--- EXERCISE PROMPT ---
In the entries below, render the lines from the one containing "Reviewer note: confirm that each instance of the single" through the one containing "[(805, 66), (241, 79), (336, 37), (45, 429), (54, 181)]", inclusive, as a numbered list. Omit any blank lines.

(Named-object pointing entries)
◆ ◆ ◆ ◆
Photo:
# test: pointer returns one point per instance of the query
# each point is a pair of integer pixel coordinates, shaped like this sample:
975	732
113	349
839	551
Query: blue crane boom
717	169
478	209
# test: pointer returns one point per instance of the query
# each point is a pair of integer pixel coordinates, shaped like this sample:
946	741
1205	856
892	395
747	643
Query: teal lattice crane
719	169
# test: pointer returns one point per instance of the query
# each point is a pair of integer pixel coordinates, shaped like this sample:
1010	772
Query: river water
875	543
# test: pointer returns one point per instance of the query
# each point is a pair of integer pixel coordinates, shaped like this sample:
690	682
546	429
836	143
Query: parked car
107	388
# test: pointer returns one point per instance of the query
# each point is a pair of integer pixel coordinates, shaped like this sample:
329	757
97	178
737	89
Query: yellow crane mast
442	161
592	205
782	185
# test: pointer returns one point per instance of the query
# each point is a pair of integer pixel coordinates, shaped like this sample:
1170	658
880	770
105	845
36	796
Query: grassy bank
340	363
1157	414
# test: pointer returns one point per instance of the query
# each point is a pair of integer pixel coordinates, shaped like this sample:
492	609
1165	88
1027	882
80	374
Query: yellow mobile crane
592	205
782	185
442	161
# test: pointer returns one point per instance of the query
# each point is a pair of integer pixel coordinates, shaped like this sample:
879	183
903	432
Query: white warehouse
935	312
◆ ◆ ◆ ◆
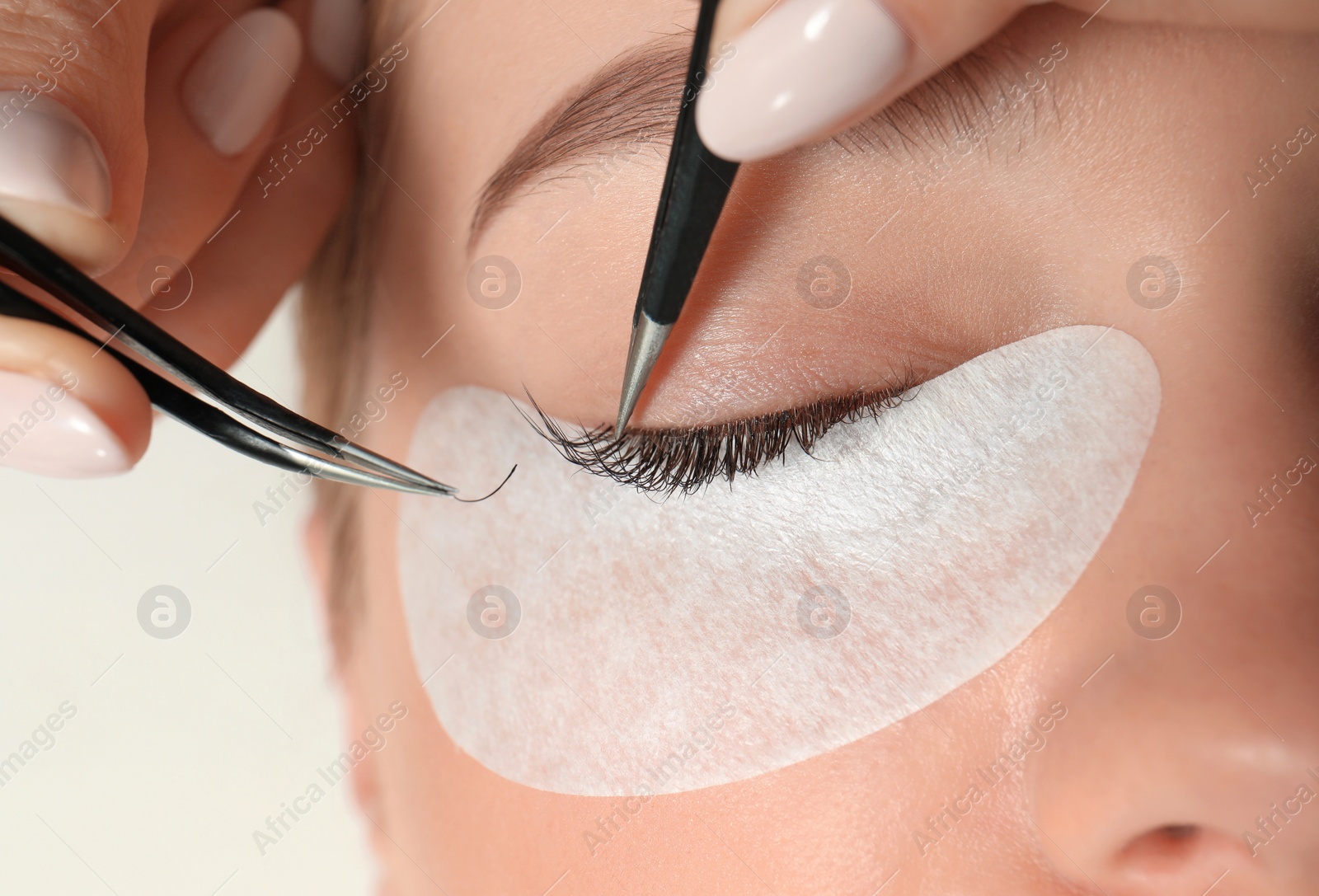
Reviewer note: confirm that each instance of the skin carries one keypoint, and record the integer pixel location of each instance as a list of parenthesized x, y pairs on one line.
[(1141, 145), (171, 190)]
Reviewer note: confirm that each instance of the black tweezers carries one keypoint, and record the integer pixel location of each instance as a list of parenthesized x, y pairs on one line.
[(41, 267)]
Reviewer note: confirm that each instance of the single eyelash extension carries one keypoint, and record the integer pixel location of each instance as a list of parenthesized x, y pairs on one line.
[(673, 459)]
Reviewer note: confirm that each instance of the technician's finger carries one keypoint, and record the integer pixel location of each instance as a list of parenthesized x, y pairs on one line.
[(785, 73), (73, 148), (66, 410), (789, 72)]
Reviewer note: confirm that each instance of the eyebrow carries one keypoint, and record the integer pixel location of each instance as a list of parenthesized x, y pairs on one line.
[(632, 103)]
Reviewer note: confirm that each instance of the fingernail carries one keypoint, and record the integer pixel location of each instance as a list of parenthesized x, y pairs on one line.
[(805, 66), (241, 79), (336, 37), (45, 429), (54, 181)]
◆ ◆ ◆ ◆
--- EXERCISE OUTPUT ---
1. Reviewer note: confirm that each instance of the single eyelash extension carries one keypoint, and record the integer pixel location of each instance as a list of parenthesized x, y pairs on one line.
2. [(673, 459)]
3. Reviewer note: confirm that each instance of the technician's finger carries one keypoint, and record the integer pixel location of each instance as a list of parenthesized x, y pairs on one line.
4. [(785, 73), (73, 148), (66, 410), (789, 72)]
5. Reviewer note: confirm that each instance of the eyebrow carries one keypoint, and record the integer pixel location of each instance as a list of parenthesized x, y pairs on one line.
6. [(632, 103)]
7. Reviewer note: confirm that each instance of the fingernail carries one keypoint, and record the integer pixel location of each instance as a list of parenthesized x, y pairs on one line.
8. [(805, 66), (241, 79), (336, 37), (45, 429), (54, 181)]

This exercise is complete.